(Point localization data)
-------------------------
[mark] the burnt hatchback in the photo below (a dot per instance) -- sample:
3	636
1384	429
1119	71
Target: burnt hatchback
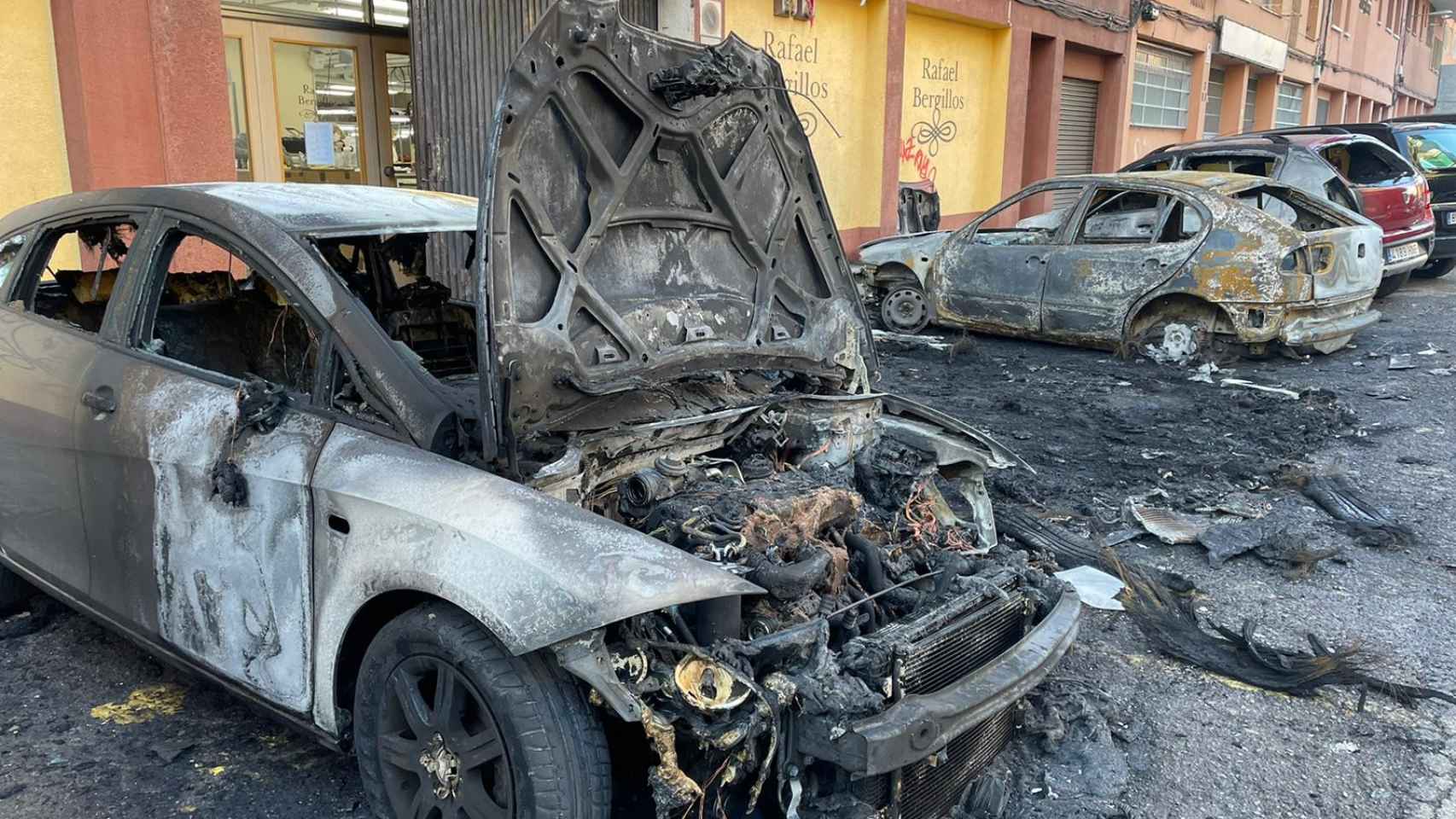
632	536
1228	258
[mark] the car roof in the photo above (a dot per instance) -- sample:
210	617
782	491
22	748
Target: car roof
1190	181
293	206
1272	142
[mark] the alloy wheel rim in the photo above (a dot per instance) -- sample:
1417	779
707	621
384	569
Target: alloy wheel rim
905	309
440	748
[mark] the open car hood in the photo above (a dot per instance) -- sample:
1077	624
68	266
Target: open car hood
653	210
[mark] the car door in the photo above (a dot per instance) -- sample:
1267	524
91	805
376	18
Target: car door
195	480
51	317
990	276
1124	243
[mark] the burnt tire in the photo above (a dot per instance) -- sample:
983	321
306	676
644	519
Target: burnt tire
1391	284
905	309
437	694
1436	270
14	592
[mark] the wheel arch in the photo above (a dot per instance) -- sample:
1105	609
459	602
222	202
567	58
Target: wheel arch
367	621
1167	305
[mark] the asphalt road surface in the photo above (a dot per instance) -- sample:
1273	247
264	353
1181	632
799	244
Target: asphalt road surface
92	726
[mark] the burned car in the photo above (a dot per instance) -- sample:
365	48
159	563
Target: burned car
629	532
1232	259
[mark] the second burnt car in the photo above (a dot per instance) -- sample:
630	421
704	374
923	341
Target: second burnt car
635	534
1328	162
1235	258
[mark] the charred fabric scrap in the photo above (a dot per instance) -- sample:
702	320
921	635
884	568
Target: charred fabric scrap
717	70
859	557
1174	627
259	408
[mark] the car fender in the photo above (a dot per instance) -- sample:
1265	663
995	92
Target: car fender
530	567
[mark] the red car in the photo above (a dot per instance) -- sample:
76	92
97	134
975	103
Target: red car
1328	162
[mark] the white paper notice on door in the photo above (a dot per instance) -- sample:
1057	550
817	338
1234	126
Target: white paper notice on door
317	142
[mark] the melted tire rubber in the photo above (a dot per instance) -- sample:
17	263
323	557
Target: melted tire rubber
554	740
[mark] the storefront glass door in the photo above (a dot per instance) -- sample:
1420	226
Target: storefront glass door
319	105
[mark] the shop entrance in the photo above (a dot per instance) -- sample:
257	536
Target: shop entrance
319	105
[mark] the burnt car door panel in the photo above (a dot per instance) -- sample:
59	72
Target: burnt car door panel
995	276
1129	241
50	332
195	480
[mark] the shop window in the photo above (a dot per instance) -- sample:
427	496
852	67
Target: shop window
317	113
1161	88
218	313
1214	107
237	108
79	276
1289	109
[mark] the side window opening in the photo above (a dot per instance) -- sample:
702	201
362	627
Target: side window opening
1183	223
1363	163
1286	208
79	274
1121	217
218	313
9	252
1232	163
399	281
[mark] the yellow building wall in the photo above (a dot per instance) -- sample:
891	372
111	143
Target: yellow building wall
839	63
952	124
32	133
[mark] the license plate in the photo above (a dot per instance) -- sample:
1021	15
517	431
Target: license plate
1404	252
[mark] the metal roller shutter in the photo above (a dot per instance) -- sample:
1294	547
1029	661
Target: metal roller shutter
1076	131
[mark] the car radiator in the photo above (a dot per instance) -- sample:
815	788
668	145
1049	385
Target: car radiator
934	653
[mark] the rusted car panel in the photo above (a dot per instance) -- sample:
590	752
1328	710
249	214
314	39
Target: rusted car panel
1080	276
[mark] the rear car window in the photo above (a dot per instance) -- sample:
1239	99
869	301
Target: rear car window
-------------------------
What the task asks >> Print out every entry above without changing a word, and leave out the pictures.

Answer box >>
[mark] the burnt hatchback in the photo below (a dot per instance) -- sample:
3	636
1384	429
1119	71
Target: burnt hatchback
632	536
1228	258
[mark] the car roof in the photo above (a dot per instance) -- sample:
210	617
782	491
22	748
Target: car roof
1190	181
293	206
1272	142
[mark] the alloy wheel rim in the photo above (a dot per instance) -- sample:
1417	779
707	621
384	569
Target: alloy wheel rim
905	309
440	748
[mark] the open car hood in the photo above (a dot per instance) -- sample:
1077	624
68	266
Target: open car hood
653	210
[mark] the car door in the photo above (a dot per instance) -- sample:
1267	524
91	805
376	18
Target: car door
195	480
51	317
990	276
1124	243
[mark] the burnt tire in the photo above (a dot per instance) -- sample:
983	321
306	676
644	519
Target: burnt tire
1391	284
905	309
437	694
1436	270
14	592
[mark] the wheel arch in the photo above (a dot per instance) -- sample:
1105	609
459	602
222	202
567	58
Target: wheel arch
367	621
1167	305
[mark] the asphalt road surface in the photo above (a dot per instance) -- sample:
1273	247
264	353
1181	632
799	244
Target: asphalt road surface
92	726
[mark] the burned car in the photo above (a dot per instance) -- sample:
365	48
159	563
Target: burned car
629	532
1232	259
[mark] the second burnt car in the photo above (a dot per instance) -- sample:
630	421
704	374
923	341
Target: second burnt car
635	534
1328	162
1235	258
[mark] the charred fabric scrap in the photo above (a dot per instance) -- sample:
702	320
921	635
884	568
Target: charred fabric scrap
717	70
859	557
1174	627
259	408
[mark] the car fender in the photo above (a dot per instance) -- sample:
1265	663
995	92
Target: car fender
530	567
[mark] the red car in the photo above (a dot per instance) -- sample:
76	92
97	134
975	103
Target: red car
1328	162
[mark] the white paper notice on door in the photo above (a dot per instance) -- sample:
1057	550
817	338
1234	126
Target: white paper notice on door
317	142
[mark] the melted tire rubber in the photo above (a dot per instance) -- sample:
17	263
323	557
Target: melted tire rubber
554	740
[mark] the storefront glass door in the photo above (a dot per instance) -- sample:
1420	226
Target: storefront glass door
319	105
[mark] the shop entrance in the photo above (a dot per instance) -- sample:
257	536
Target: shop entrance
319	105
[mark] the burnt car door panel in the photo above (a dot per instance) -- sample:
59	72
Target: burnt car door panel
995	276
1129	241
50	332
195	480
[mark] the shop window in the photo above (a dot per instance) -- sample:
427	496
852	67
Target: shop window
317	113
1161	88
218	313
1214	107
237	108
79	276
1289	109
[mark] the side window opening in the photo above (a dot per instance) -- sample:
702	201
362	627
Target: side window opening
1183	223
1363	163
1286	208
79	274
1121	217
218	313
9	252
1232	163
399	281
[mark] the yellow building wall in the photo above (a dot per instance) -- sample:
891	372
111	143
Target: yellow building wall
839	63
952	124
32	133
[mark] the license plate in the photo above (a dot per instance) -- sample:
1021	15
517	431
Target: license plate
1404	252
[mark] the metal roller shutter in the photo above (a dot per instance) -- sample:
1294	547
1029	661
Target: metal roller shutter
1076	131
[mark] the car radiator in the photo above (a dot per instance) -- sample:
815	788
668	145
1049	385
Target: car radiator
934	653
[mark] the rusted car panel in the photo above (a dot per instance) -- sample:
590	752
1328	710
249	214
314	39
Target: rusted car panel
1080	276
[mark] the rear car window in the photo above (a dot per instance) -- sample:
1239	99
869	301
Target: rear car window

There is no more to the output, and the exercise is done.